(Beginning of PROVIDED INFORMATION)

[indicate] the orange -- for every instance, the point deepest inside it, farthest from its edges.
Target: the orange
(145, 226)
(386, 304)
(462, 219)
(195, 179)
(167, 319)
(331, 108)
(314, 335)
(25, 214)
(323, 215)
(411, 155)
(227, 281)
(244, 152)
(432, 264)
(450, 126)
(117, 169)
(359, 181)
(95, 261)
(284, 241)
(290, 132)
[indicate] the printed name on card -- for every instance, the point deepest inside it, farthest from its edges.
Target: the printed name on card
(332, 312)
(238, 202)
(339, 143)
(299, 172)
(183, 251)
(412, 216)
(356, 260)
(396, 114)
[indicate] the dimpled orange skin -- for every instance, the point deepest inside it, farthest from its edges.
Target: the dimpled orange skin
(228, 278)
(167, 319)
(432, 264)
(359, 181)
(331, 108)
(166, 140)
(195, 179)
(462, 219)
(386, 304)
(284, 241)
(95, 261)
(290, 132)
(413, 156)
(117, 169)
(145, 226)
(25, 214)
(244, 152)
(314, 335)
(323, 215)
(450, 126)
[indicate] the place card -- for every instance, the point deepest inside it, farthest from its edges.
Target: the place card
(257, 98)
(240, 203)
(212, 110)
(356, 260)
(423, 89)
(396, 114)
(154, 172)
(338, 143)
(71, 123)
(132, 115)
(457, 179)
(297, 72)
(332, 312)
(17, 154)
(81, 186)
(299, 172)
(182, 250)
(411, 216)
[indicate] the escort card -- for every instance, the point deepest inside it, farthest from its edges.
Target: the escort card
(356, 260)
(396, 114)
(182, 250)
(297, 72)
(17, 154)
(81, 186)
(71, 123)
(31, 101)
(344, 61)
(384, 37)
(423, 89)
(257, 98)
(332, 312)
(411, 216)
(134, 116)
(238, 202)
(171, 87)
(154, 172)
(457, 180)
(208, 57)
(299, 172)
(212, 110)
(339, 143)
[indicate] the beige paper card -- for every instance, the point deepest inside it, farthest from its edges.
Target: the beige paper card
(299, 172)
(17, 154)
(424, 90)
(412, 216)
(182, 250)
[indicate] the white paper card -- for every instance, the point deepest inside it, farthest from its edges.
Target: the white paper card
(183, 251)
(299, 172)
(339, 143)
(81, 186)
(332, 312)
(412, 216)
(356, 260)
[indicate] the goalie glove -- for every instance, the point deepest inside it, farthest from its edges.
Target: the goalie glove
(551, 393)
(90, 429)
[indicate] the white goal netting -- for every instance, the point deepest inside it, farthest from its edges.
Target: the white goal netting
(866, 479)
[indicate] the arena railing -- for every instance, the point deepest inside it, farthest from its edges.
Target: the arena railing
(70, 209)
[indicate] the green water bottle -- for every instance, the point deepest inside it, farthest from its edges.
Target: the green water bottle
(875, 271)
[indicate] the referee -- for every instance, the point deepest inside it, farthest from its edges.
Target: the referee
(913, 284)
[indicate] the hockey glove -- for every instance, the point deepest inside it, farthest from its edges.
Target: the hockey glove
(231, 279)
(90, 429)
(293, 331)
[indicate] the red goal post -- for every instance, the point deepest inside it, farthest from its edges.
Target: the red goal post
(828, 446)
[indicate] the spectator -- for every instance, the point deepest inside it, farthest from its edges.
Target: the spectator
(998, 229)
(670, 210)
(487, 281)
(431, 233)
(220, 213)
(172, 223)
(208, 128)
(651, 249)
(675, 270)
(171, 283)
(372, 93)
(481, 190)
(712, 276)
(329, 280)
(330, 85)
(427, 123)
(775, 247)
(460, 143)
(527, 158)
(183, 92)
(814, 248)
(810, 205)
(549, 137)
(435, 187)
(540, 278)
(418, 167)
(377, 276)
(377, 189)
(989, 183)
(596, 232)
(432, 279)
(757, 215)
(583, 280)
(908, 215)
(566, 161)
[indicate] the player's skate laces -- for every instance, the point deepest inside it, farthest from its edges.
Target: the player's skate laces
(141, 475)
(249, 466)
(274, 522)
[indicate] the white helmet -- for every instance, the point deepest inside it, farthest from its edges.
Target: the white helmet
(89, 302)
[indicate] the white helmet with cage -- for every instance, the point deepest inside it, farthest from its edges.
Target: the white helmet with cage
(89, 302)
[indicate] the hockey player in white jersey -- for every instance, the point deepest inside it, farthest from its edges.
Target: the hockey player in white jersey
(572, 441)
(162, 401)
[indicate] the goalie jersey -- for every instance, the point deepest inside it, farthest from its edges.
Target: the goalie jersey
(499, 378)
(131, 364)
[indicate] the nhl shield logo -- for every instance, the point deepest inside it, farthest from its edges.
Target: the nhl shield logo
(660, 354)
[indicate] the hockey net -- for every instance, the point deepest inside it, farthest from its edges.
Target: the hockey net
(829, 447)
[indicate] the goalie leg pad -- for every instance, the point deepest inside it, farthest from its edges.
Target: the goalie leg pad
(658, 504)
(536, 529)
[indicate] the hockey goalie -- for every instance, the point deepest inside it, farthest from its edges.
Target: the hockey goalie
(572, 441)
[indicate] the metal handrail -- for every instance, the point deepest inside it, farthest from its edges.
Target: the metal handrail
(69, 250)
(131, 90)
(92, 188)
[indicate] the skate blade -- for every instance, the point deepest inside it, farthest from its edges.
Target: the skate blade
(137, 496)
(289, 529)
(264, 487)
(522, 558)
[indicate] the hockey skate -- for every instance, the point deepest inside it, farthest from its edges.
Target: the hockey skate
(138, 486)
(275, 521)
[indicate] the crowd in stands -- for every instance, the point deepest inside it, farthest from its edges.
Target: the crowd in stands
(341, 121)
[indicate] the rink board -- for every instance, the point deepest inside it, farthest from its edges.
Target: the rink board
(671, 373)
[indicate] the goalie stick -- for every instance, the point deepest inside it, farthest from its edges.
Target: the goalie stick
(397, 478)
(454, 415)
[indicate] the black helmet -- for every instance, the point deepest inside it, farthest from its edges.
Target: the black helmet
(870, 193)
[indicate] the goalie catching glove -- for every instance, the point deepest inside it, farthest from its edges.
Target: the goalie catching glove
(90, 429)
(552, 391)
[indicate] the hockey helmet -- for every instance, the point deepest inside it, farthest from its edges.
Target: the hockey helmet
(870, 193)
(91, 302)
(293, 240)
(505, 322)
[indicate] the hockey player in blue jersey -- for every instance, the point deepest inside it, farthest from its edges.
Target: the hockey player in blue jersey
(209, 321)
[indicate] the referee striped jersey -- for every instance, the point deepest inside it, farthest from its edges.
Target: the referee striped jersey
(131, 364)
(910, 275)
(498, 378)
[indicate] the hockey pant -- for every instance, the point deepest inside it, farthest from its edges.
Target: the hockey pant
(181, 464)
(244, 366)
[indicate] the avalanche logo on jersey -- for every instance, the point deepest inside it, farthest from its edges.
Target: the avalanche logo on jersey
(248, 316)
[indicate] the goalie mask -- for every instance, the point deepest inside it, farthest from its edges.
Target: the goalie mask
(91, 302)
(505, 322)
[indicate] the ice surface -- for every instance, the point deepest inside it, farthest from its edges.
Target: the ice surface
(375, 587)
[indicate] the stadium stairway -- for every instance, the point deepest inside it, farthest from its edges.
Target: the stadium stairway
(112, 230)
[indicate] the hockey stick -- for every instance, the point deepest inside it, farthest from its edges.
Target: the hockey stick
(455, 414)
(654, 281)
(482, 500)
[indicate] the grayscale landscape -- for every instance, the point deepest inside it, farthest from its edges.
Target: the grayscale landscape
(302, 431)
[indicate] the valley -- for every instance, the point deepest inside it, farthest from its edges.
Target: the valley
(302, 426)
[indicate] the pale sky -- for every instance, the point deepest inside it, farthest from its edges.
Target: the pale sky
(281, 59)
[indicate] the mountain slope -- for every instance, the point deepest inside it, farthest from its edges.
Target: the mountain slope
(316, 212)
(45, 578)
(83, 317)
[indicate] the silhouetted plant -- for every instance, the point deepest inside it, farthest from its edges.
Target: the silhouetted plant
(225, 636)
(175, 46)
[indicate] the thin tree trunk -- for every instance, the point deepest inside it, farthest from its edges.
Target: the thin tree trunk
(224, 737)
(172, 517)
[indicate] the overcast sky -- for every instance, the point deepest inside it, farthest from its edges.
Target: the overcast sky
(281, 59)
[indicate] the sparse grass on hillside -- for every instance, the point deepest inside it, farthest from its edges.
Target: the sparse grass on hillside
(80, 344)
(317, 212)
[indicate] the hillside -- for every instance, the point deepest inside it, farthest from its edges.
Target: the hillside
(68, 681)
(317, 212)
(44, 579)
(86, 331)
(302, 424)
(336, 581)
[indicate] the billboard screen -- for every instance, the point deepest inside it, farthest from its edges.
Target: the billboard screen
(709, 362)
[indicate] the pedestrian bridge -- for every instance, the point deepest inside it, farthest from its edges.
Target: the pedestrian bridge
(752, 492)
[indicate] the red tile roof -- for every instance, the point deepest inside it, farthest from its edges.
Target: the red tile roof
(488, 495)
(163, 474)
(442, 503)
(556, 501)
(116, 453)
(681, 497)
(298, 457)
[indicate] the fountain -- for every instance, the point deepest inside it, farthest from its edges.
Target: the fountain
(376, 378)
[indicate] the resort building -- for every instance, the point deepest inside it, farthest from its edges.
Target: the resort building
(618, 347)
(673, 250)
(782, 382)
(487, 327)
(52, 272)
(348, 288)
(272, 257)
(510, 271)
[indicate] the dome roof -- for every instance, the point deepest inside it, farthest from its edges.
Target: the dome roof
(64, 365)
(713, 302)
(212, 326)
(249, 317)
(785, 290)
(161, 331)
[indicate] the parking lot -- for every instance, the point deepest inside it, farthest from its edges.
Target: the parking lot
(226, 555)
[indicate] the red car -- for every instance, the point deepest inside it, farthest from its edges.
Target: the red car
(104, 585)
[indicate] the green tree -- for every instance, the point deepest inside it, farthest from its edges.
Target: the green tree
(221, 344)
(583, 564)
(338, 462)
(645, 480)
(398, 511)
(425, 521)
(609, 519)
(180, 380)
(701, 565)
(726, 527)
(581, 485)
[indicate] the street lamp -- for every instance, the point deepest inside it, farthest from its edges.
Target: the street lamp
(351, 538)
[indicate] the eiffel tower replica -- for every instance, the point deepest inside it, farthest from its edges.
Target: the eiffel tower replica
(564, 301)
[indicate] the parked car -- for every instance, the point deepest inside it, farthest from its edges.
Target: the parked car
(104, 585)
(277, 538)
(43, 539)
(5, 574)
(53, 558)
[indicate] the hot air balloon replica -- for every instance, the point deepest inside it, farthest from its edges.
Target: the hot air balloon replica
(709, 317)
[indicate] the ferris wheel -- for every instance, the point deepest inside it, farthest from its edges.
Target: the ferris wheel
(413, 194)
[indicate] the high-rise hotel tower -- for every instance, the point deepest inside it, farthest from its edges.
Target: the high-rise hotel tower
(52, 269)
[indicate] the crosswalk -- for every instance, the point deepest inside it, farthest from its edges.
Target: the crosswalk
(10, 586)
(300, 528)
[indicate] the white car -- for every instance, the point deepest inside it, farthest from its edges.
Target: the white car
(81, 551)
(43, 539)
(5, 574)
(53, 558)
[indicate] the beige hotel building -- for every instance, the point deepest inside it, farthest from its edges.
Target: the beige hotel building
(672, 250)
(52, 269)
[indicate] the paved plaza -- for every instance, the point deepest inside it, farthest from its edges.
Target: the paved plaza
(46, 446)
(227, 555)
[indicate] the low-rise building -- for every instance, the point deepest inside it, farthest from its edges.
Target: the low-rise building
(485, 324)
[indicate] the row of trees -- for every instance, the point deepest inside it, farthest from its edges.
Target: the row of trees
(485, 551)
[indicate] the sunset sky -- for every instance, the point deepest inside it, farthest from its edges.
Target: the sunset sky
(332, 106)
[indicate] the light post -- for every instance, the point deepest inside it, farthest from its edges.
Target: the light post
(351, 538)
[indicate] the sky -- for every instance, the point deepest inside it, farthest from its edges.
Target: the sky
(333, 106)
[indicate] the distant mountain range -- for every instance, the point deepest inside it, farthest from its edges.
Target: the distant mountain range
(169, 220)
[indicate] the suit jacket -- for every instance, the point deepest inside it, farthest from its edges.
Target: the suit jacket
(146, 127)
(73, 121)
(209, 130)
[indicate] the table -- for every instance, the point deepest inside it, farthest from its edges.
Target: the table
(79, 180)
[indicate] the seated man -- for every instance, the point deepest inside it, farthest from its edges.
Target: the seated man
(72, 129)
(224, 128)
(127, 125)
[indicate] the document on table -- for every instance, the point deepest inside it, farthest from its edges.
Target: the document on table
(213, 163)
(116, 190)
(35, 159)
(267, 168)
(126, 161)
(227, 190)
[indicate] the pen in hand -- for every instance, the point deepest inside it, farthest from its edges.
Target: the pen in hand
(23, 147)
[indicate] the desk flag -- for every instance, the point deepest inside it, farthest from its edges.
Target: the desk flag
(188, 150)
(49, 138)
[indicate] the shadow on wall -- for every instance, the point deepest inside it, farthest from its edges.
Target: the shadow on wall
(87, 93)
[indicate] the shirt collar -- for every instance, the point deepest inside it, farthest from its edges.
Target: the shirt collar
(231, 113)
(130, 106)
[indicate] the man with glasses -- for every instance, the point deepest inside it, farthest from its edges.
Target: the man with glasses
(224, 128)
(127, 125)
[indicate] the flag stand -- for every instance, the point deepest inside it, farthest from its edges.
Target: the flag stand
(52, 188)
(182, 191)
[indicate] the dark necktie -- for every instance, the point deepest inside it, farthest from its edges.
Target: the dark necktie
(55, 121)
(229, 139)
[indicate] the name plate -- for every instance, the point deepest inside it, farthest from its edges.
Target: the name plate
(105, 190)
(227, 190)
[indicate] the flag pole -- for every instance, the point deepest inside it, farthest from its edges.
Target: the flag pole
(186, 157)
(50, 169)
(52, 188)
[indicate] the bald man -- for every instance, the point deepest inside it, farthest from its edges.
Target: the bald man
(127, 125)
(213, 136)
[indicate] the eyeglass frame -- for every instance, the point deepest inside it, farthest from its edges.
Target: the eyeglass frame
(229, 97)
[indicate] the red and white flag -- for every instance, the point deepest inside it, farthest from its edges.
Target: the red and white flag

(End of PROVIDED INFORMATION)

WORK TO COMPLETE>
What you give back should be exactly the lines of the data above from the line with "[indicate] the sparse" through the line with "[indicate] the fountain", both of those included, and nothing more.

EXERCISE RESPONSE>
[indicate] the sparse grass on hillside -- for every instance, the point deepest inside it, farthest from its edges.
Target: the sparse grass on hillside
(80, 344)
(317, 212)
[indicate] the hillside -- for every instance, the point deepest inside it, farthest from its edges.
Target: the hillside
(68, 681)
(317, 212)
(44, 579)
(86, 331)
(302, 424)
(336, 581)
[indicate] the billboard screen -- for every instance, the point deepest inside it, farthest from its edges.
Target: the billboard screen
(709, 362)
[indicate] the pedestrian bridge -- for every instance, the point deepest inside it, farthest from its edges.
Target: the pedestrian bridge
(752, 492)
[indicate] the red tile roof -- for every instance, the point deepest inside it, farthest from its edges.
Target: the red tile roof
(488, 495)
(163, 474)
(442, 503)
(556, 501)
(116, 453)
(681, 497)
(298, 457)
[indicate] the fountain -- for every instance, the point deepest inside it, farthest from its edges.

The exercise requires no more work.